Texto de referência |
════════
Crítica: Estrada do Sul prende público em engarrafamento e renova o teatro de rua
Por Miguel Arcanjo Prado
O público que chega à charmosa Vila Maria Zélia, na zona leste de São Paulo, para ver o espetáculo Estrada do Sul, já começa a ficar excitado assim que compra o ingresso e recebe uma senha numérica.
Quem vai acompanhado recebe número diferente do parceiro, mas não é preciso desespero. No fim da peça todo mundo se encontra, feliz de ter visto um espetáculo que renova o teatro de rua com inteligência e poesia. Porque Estrada do Sul é um dos melhores espetáculos do ano.
Após pequena espera, cada um é chamado a ocupar o carro correspondente, onde encontrará outros espectadores buscando também seu assento no automóvel.
Tarda um pouco até que o personagem condutor chega e a peça, inspirada no conto A Autoestrada do Sul, do argentino Julio Cortázar, começa. Tal espera gera uma necessidade de descoberta do outro em alguns.
A peça é única e incomparável para cada espectador. Impossível de se repetir. Exclusiva, feita da poesia do presente – tão intrínseca ao teatro –; este é o grande charme da montagem do Grupo XIX com direção e dramaturgia do diretor italiano Pietro Floridia, da Compagnia del Teatro dell’Argine.
════════
Dados registrados:
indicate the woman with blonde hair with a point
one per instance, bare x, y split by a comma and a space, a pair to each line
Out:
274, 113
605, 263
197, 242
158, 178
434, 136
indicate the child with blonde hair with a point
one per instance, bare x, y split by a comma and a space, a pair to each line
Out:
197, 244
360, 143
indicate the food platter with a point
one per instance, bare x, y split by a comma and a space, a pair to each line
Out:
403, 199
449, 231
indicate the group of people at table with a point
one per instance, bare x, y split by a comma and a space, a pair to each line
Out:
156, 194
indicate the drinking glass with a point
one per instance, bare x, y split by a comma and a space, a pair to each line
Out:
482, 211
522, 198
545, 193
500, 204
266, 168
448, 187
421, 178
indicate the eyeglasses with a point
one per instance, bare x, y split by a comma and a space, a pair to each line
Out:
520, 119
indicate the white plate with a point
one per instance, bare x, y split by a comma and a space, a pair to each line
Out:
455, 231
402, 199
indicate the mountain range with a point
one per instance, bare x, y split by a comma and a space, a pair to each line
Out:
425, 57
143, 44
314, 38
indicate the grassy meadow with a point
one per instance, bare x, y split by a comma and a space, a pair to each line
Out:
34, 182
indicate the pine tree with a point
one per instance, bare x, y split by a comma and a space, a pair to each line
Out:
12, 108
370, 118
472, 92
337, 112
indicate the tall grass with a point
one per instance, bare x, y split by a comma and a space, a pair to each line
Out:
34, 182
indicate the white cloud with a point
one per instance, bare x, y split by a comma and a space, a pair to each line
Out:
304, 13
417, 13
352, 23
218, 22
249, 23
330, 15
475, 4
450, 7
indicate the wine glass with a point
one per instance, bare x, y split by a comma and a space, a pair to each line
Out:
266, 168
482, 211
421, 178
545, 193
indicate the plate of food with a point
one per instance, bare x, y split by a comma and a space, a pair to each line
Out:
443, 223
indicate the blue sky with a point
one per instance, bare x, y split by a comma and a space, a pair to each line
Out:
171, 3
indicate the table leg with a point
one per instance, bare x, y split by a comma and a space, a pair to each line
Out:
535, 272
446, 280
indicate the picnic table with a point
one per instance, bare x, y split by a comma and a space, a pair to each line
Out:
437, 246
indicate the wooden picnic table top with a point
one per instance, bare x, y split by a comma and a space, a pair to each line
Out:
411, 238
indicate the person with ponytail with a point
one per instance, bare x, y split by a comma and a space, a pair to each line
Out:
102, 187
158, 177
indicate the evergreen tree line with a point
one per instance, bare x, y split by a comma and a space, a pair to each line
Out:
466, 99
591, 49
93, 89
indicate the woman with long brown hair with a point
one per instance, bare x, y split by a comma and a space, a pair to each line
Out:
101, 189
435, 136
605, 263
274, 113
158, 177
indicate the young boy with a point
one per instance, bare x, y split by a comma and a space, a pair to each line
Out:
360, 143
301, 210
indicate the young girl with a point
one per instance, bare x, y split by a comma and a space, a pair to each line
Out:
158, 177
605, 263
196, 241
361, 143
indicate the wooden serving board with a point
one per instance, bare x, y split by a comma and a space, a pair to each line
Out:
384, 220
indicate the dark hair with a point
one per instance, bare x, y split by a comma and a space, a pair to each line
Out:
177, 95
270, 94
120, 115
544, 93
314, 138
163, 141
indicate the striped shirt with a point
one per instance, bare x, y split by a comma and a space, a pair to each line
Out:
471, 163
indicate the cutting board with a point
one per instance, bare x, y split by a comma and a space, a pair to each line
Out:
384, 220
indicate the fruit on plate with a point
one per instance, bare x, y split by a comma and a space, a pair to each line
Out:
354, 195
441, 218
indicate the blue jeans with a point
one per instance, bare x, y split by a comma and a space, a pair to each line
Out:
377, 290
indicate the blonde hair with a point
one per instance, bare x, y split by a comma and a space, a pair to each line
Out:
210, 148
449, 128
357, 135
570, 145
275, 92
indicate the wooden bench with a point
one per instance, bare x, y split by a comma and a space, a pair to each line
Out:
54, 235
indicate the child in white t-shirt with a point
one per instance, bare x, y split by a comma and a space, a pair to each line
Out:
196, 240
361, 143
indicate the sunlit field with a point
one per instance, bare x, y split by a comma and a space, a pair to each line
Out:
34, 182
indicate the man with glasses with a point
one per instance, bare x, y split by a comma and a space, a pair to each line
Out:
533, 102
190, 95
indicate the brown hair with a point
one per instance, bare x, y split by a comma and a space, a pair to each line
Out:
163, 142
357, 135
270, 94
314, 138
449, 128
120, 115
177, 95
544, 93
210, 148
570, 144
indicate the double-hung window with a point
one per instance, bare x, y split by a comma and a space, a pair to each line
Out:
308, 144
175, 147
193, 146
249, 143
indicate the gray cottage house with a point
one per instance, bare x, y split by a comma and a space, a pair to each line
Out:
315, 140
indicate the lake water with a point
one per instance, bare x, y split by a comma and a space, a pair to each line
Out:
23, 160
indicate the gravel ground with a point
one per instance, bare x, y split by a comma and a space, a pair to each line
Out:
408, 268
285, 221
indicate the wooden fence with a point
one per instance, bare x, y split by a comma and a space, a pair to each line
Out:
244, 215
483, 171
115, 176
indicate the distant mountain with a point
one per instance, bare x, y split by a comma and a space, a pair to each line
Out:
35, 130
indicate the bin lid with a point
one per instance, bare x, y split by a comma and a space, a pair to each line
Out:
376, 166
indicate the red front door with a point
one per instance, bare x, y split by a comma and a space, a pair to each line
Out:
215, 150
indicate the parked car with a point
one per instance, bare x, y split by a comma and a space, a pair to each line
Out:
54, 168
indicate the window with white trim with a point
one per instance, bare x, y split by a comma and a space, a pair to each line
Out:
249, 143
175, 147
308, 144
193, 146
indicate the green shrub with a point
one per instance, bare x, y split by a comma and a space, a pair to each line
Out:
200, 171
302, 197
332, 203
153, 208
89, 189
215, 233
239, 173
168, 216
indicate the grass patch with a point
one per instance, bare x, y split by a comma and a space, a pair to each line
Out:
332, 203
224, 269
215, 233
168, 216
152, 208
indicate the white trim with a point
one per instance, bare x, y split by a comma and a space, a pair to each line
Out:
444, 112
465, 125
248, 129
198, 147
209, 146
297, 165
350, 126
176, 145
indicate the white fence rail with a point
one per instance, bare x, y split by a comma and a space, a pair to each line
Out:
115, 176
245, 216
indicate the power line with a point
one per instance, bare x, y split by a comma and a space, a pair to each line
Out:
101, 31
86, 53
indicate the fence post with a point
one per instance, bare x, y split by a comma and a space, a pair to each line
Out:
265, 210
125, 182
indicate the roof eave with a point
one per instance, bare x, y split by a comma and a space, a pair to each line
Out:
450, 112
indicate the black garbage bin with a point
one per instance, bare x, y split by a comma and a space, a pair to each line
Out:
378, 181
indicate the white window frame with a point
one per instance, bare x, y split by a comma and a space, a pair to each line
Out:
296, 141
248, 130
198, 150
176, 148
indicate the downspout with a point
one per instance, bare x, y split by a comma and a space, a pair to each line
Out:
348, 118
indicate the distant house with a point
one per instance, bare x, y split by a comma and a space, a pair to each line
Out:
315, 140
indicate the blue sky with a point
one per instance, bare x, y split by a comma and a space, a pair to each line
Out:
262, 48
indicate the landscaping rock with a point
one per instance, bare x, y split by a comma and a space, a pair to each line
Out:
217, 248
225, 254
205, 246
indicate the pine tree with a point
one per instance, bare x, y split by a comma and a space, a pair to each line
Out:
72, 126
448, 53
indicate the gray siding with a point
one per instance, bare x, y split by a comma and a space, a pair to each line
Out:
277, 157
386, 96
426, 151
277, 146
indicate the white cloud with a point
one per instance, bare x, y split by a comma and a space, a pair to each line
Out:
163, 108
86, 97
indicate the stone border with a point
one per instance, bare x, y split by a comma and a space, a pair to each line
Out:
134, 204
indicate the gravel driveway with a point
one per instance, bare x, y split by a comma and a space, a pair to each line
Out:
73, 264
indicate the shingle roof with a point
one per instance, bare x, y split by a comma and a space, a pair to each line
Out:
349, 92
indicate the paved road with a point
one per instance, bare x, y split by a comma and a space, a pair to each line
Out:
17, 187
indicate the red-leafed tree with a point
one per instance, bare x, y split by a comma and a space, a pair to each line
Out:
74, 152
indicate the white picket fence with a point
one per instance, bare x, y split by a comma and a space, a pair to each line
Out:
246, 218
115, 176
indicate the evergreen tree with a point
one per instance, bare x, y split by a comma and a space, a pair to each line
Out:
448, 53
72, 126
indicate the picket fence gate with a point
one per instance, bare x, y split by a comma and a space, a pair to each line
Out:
════════
Exercícios propostos |
1) Reescreva de forma mais breve o parágrafo da crítica que começa com "Quem vai acompanhado", mantendo seus fatos principais.
2) Extraia dos registros tudo o que vai da linha que contém "indicate the picket fence gate with a point" até o fim dos registros.

Respostas |
1) Acompanhantes recebem números diferentes, mas todos se reencontram no fim da peça. Estrada do Sul renova o teatro de rua com inteligência e poesia e é um dos melhores espetáculos do ano.

2)
indicate the picket fence gate with a point
one per instance, bare x, y split by a comma and a space, a pair to each line
Out:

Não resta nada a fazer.